**Exercise instructions:** Put the data into a Markdown table with the columns Row and Data line, starting at the first line and ending at the line that contains "x=1140, y=394", both included. Give each line its row number and skip any blank lines.

**Given records:**
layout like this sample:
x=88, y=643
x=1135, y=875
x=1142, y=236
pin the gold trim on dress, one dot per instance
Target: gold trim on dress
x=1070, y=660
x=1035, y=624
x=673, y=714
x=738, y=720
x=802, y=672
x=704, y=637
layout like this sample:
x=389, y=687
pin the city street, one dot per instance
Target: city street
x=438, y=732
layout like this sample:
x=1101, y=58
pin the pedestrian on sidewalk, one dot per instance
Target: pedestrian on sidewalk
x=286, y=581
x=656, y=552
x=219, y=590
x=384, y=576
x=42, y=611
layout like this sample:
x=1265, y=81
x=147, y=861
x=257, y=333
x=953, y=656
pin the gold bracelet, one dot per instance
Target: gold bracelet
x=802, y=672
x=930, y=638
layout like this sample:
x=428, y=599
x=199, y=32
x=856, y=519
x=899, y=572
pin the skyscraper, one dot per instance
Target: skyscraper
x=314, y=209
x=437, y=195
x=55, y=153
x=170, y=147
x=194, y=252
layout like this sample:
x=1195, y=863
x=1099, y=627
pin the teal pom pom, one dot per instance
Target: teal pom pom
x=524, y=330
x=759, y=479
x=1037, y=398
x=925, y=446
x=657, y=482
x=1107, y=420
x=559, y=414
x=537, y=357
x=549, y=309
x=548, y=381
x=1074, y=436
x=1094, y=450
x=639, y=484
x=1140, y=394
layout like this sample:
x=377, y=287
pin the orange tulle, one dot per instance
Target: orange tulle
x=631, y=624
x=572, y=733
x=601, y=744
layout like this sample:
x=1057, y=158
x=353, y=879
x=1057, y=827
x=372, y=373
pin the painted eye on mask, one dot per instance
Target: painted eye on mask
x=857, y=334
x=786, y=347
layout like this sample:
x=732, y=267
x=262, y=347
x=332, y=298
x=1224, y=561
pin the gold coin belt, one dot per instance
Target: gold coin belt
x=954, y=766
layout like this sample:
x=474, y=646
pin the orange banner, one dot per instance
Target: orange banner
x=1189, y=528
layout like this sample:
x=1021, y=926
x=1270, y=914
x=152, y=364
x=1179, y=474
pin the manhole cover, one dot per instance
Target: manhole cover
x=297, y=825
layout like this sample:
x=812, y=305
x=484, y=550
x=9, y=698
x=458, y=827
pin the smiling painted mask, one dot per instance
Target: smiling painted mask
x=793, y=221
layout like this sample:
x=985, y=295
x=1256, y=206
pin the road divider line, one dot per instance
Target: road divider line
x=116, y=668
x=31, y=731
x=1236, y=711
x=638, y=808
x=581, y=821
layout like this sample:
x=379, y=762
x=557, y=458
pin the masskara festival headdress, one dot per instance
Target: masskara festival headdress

**The solution:**
| Row | Data line |
|---|---|
| 1 | layout like this sample: |
| 2 | x=88, y=643 |
| 3 | x=1135, y=875 |
| 4 | x=1142, y=236 |
| 5 | pin the gold trim on dress, one dot per instance |
| 6 | Target: gold trim on dress |
| 7 | x=1070, y=660 |
| 8 | x=1035, y=624 |
| 9 | x=673, y=714 |
| 10 | x=738, y=720 |
| 11 | x=802, y=672 |
| 12 | x=704, y=637 |
| 13 | layout like this sample: |
| 14 | x=389, y=687 |
| 15 | pin the city street, one dot per instance |
| 16 | Target: city street |
| 17 | x=438, y=732 |
| 18 | layout like this sample: |
| 19 | x=1101, y=58 |
| 20 | pin the pedestrian on sidewalk, one dot per instance |
| 21 | Target: pedestrian on sidewalk |
| 22 | x=286, y=581 |
| 23 | x=656, y=552 |
| 24 | x=219, y=590 |
| 25 | x=384, y=576 |
| 26 | x=42, y=611 |
| 27 | layout like this sample: |
| 28 | x=1265, y=81 |
| 29 | x=147, y=861 |
| 30 | x=257, y=333 |
| 31 | x=953, y=656 |
| 32 | pin the gold bracelet, one dot per instance |
| 33 | Target: gold bracelet |
| 34 | x=802, y=672 |
| 35 | x=930, y=638 |
| 36 | layout like this sample: |
| 37 | x=428, y=599 |
| 38 | x=199, y=32 |
| 39 | x=856, y=519 |
| 40 | x=899, y=572 |
| 41 | pin the skyscraper, one dot per instance |
| 42 | Target: skyscraper |
| 43 | x=314, y=209 |
| 44 | x=437, y=195 |
| 45 | x=55, y=153 |
| 46 | x=170, y=147 |
| 47 | x=194, y=252 |
| 48 | layout like this sample: |
| 49 | x=1195, y=863 |
| 50 | x=1099, y=627 |
| 51 | pin the teal pom pom, one dot per instance |
| 52 | Target: teal pom pom |
| 53 | x=524, y=330 |
| 54 | x=759, y=479 |
| 55 | x=1037, y=398 |
| 56 | x=925, y=446 |
| 57 | x=657, y=482 |
| 58 | x=1107, y=420 |
| 59 | x=559, y=414 |
| 60 | x=537, y=357 |
| 61 | x=549, y=309 |
| 62 | x=548, y=381 |
| 63 | x=1074, y=436 |
| 64 | x=1094, y=450 |
| 65 | x=639, y=484 |
| 66 | x=1140, y=394 |